**** Listed records

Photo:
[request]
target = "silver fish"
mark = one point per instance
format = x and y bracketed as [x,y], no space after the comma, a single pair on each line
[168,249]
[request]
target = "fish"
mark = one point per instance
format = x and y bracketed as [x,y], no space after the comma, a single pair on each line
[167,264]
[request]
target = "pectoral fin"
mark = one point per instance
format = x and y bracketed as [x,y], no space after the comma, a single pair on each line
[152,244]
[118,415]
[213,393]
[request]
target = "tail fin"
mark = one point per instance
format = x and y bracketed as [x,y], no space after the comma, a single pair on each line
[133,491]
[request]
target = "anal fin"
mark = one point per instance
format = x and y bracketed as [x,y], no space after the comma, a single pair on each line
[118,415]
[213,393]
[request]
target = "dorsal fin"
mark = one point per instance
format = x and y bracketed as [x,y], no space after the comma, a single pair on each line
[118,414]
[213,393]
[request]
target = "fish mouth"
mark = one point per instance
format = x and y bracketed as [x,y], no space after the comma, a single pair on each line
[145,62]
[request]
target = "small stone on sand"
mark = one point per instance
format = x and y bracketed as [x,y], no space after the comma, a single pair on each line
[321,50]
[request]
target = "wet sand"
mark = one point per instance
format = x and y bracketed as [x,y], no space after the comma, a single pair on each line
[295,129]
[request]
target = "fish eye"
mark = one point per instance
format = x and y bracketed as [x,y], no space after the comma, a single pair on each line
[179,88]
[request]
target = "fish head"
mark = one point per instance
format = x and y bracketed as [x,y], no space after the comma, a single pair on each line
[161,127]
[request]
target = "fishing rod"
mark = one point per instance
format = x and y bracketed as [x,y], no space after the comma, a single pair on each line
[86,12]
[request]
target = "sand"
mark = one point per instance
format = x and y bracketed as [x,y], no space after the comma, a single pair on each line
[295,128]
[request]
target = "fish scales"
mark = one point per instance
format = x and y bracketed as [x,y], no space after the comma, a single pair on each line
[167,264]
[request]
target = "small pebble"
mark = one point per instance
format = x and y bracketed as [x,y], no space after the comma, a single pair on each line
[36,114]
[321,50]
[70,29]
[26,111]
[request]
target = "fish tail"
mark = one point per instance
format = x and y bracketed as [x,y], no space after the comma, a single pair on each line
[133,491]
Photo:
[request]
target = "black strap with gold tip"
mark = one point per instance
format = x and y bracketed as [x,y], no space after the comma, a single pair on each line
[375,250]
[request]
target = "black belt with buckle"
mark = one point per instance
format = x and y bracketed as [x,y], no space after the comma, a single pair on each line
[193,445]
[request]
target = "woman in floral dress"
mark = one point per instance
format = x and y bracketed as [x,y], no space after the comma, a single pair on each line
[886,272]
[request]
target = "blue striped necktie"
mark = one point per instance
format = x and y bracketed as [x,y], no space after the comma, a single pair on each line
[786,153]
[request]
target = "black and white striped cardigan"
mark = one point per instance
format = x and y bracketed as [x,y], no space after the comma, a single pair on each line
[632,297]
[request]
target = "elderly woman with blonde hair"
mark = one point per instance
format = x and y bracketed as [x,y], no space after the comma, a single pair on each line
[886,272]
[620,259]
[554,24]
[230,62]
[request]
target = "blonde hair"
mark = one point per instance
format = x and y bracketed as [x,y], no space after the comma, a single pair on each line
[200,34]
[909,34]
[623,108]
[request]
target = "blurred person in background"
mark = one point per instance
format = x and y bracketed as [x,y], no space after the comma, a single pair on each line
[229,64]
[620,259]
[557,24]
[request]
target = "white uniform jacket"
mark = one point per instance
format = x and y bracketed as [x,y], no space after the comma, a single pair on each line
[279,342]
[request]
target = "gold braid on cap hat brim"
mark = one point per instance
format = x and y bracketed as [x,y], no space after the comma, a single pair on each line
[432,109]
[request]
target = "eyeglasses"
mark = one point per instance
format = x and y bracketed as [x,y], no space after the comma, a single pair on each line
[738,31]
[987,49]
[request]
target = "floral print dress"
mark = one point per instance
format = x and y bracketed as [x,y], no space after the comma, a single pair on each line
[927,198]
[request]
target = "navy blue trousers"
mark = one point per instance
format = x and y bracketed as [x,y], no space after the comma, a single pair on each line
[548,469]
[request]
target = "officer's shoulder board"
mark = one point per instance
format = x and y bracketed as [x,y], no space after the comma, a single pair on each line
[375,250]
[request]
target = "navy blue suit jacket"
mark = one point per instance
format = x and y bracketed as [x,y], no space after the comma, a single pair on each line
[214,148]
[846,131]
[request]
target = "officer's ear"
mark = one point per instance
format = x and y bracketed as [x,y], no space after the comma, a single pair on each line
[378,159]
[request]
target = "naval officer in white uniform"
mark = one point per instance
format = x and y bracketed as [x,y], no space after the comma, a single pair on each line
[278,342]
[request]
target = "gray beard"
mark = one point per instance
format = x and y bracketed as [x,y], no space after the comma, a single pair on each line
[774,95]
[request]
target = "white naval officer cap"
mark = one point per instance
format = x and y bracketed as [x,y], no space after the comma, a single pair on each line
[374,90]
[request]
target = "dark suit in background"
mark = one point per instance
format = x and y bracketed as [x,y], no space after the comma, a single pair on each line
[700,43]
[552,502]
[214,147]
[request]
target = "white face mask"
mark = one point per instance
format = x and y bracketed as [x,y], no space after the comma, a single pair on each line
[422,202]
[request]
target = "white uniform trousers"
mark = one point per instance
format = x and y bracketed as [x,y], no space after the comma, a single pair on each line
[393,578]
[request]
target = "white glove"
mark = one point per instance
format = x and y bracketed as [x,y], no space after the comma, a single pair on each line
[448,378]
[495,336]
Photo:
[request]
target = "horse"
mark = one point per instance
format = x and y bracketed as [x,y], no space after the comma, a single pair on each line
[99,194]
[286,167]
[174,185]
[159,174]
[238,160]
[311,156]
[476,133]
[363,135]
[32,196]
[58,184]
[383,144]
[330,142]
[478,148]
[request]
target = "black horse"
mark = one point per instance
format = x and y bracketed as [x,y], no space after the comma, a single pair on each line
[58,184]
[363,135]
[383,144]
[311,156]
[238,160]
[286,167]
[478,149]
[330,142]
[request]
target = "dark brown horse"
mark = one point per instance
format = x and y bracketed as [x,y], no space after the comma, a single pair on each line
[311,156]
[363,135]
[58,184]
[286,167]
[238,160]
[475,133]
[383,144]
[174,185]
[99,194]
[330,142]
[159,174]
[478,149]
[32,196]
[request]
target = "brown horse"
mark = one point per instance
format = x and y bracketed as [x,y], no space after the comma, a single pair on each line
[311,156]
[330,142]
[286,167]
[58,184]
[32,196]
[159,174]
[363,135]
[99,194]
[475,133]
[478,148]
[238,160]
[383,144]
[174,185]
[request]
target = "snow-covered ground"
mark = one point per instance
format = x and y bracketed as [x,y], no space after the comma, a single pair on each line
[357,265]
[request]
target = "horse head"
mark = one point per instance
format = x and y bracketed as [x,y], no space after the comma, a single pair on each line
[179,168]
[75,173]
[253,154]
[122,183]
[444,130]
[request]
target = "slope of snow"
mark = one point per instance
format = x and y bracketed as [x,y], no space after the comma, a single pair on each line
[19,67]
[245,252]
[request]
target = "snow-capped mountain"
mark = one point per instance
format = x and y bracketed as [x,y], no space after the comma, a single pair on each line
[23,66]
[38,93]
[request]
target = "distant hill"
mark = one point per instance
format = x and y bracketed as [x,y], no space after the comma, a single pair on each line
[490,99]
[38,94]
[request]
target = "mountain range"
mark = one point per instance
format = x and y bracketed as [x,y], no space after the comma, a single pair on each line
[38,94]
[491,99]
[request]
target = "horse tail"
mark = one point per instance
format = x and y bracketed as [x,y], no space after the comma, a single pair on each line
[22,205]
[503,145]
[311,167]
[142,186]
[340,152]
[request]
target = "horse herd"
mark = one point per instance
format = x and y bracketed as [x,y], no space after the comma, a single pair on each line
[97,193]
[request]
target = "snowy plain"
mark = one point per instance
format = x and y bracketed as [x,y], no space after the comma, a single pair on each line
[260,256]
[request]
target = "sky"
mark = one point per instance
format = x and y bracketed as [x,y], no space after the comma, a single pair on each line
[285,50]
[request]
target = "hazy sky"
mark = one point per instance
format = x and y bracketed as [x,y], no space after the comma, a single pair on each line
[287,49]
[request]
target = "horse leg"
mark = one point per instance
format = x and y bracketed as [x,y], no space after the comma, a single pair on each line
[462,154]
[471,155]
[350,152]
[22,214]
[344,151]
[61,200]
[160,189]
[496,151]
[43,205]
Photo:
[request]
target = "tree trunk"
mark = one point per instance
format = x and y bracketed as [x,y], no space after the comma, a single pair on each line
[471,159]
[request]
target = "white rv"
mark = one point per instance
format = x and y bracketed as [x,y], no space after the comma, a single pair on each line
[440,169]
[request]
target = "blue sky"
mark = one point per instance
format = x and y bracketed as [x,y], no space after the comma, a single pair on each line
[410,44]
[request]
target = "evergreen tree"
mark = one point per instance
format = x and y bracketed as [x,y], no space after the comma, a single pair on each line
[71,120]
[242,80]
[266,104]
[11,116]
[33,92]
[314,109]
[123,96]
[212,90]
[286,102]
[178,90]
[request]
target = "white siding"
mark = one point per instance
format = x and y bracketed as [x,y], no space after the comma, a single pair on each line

********
**** Listed records

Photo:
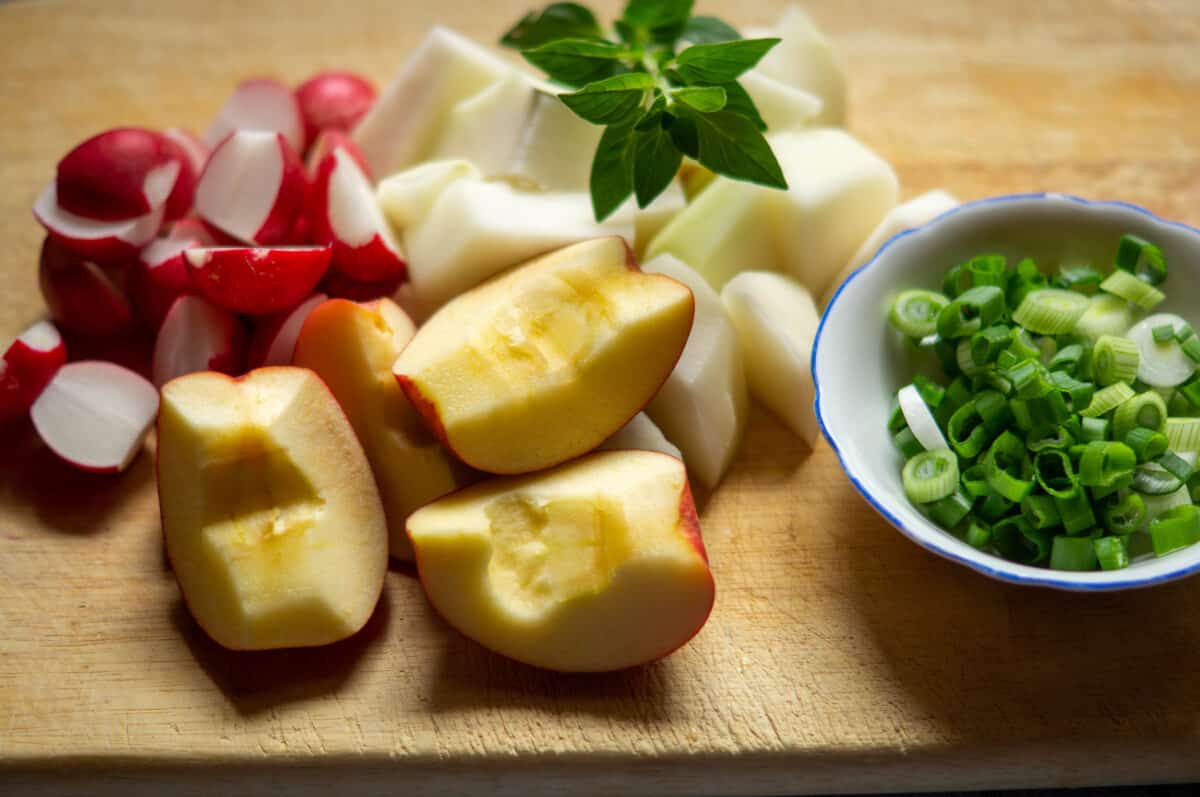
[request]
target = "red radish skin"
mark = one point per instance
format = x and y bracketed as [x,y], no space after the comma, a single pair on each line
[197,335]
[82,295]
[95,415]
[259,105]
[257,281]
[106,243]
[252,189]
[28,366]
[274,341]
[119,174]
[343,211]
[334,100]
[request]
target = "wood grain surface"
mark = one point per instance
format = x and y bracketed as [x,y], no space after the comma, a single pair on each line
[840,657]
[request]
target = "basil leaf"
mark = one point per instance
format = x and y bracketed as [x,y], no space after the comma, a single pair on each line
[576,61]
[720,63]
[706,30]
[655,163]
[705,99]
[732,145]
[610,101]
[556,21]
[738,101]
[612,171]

********

Which lines of the records above contain the word "sand"? Report each one.

target = "small stone on sand"
target = "wet sand"
target = "sand"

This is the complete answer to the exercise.